» **Orden de trabajo**:
Repite al pie de la letra el pasaje del fragmento sobre El motoarrebatador que va entre "A medida que" y "en su casa.", ambos incluidos.

» **Fragmento**:
···
El robo a Elena se presenta como un punto de inflexión en la vida de Miguel. Este asalto es más violento y perturbador que los anteriores. La víctima sufre graves daños físicos.

La cámara de Toscano sigue al protagonista de cerca, primerísimos primeros planos capturan en su mirada dudas y tormentos, dejándonos entender que debajo de la campera de cuero rígida de Miguel, quedan aún vestigios de moralidad y compasión. Es una coreografía visual lo que se logra con la cámara, creando una poética que se desplaza de los lugares comunes de un simple realismo social.

El largometraje no busca justificar ni absolver a su protagonista, sino más bien ofrecer una mirada cruda y honesta sobre las complejidades de la condición humana en situaciones de vulnerabilidad.

Los prejuicios, la falta de empleo, de oportunidades, de apoyo y de salarios dignos repercuten profundamente en la cotidianidad de las personas. En El motoarrebatador, esta realidad se refleja en la vida de Miguel, por un lado en conflicto con su padre, un hombre de campo que lo desprecia por elegir un camino delictivo; por otro lado, distanciado de la madre de su hijo, quien lo ha echado de su hogar. Su único anclaje emocional es León, a quien intenta cuidar a pesar de sus propias carencias.

A medida que la narrativa avanza, la culpa de Miguel por el daño causado a Elena se manifiesta de manera ambigua. Aunque la busca en el hospital y comienza a cuidarla, el protagonista también se aprovecha de su situación para vivir en su casa.

La relación entre Miguel y Elena puede pensarse desde la teoría de la representación de la persona en la vida cotidiana. Erving Goffman sostiene que las interacciones sociales son como actuaciones teatrales, donde las personas presentan una imagen de sí mismas para gestionar las impresiones de los demás. Miguel, en su interacción con Elena y al descubrir que ha perdido la memoria, intenta proyectar una idea distinta a la que su padre y su expareja conocen de él, aunque sus acciones siguen impregnadas de oportunismo y ambigüedad moral. Es la posibilidad de ser otro; de, así como el golpe borró el pasado de Elena, borrar él, mediante la teatralización de sí mismo, una identidad.
···
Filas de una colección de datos

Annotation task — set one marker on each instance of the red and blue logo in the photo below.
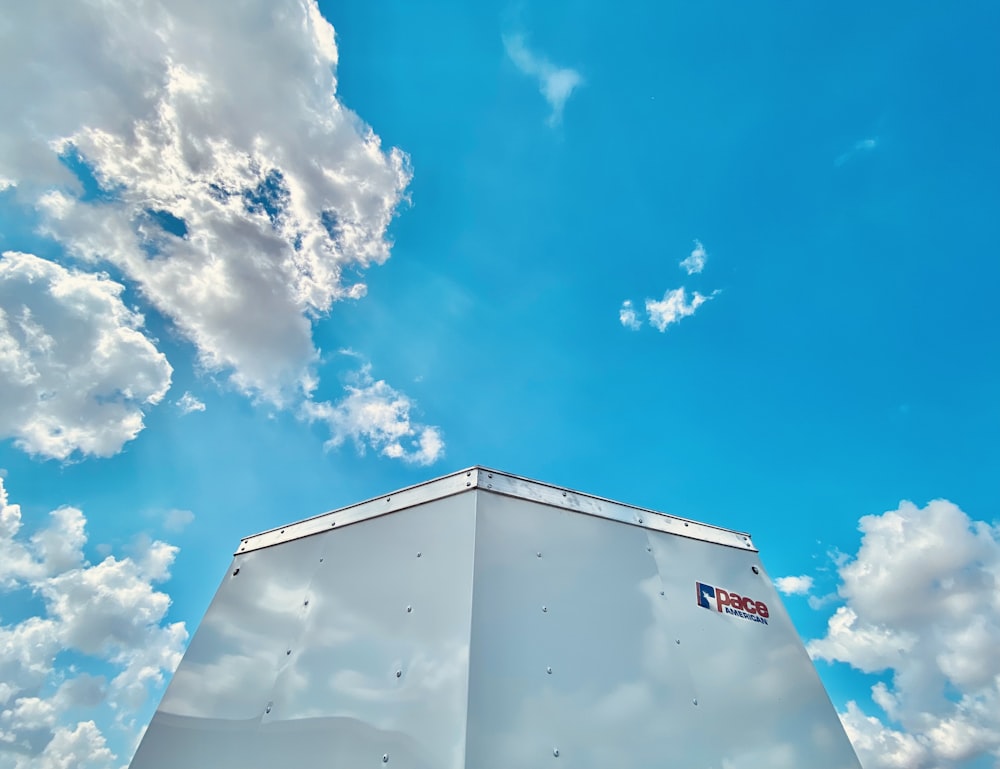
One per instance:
(728, 602)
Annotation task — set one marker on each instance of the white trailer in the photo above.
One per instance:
(485, 621)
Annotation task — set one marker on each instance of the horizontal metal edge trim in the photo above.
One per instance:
(553, 496)
(500, 483)
(446, 486)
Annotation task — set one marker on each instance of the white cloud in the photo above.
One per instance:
(109, 613)
(695, 261)
(628, 316)
(794, 585)
(239, 194)
(673, 308)
(864, 145)
(374, 414)
(555, 83)
(76, 371)
(189, 403)
(921, 605)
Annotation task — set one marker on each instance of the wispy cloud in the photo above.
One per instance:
(673, 308)
(377, 415)
(189, 403)
(794, 585)
(555, 83)
(628, 316)
(695, 261)
(865, 145)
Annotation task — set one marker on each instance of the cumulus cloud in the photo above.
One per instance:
(794, 585)
(221, 173)
(555, 83)
(189, 403)
(628, 316)
(76, 370)
(109, 613)
(673, 308)
(373, 414)
(695, 261)
(921, 608)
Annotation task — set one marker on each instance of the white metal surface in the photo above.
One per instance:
(499, 624)
(500, 483)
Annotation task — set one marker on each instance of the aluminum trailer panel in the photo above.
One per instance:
(485, 621)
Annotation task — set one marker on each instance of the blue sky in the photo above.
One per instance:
(254, 271)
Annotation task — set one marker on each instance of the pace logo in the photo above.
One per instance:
(727, 602)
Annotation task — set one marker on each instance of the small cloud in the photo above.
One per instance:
(377, 415)
(188, 403)
(794, 585)
(673, 307)
(177, 520)
(555, 83)
(817, 602)
(865, 145)
(695, 262)
(628, 316)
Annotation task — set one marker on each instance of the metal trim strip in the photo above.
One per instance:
(496, 482)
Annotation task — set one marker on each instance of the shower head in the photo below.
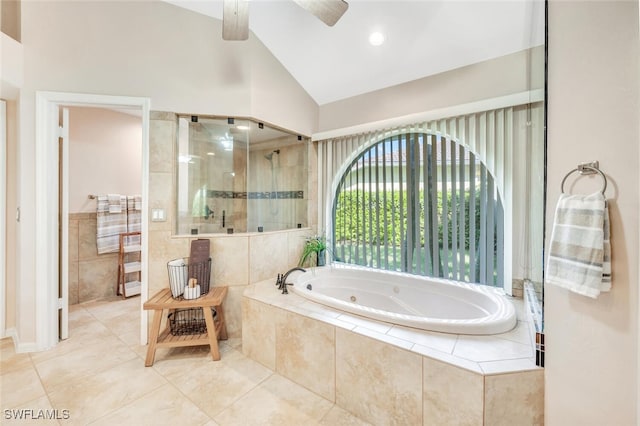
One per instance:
(269, 156)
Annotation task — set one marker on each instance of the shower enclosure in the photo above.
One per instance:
(239, 175)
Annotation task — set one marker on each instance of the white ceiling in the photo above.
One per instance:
(423, 37)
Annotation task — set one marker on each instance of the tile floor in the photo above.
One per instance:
(98, 377)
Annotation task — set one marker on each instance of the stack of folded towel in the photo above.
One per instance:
(580, 252)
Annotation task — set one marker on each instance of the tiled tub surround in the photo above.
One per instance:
(388, 374)
(91, 276)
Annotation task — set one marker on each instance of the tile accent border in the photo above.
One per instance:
(265, 195)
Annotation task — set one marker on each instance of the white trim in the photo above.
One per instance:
(18, 346)
(64, 234)
(3, 216)
(521, 98)
(46, 193)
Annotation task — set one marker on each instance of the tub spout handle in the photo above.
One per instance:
(283, 282)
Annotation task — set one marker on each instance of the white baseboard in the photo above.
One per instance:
(20, 347)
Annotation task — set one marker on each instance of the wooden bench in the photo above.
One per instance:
(215, 330)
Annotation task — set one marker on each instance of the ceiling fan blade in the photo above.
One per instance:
(328, 11)
(235, 19)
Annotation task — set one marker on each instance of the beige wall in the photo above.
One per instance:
(105, 156)
(175, 57)
(11, 226)
(592, 345)
(502, 76)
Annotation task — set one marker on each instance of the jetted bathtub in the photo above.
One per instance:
(414, 301)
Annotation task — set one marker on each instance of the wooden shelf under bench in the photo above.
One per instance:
(163, 300)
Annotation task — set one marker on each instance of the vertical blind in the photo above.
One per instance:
(420, 203)
(489, 145)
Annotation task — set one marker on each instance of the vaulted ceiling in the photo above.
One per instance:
(422, 38)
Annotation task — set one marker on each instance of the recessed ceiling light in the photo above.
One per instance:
(376, 38)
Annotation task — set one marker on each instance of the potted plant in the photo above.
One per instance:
(317, 245)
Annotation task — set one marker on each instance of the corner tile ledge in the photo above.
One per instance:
(486, 355)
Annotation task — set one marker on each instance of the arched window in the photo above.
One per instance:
(420, 203)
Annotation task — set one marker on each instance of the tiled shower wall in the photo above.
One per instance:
(237, 260)
(91, 276)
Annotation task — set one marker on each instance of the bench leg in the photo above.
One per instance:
(211, 333)
(222, 322)
(153, 337)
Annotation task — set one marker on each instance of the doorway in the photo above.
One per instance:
(104, 157)
(52, 304)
···
» **Solución del ejercicio**:
A medida que la narrativa avanza, la culpa de Miguel por el daño causado a Elena se manifiesta de manera ambigua. Aunque la busca en el hospital y comienza a cuidarla, el protagonista también se aprovecha de su situación para vivir en su casa.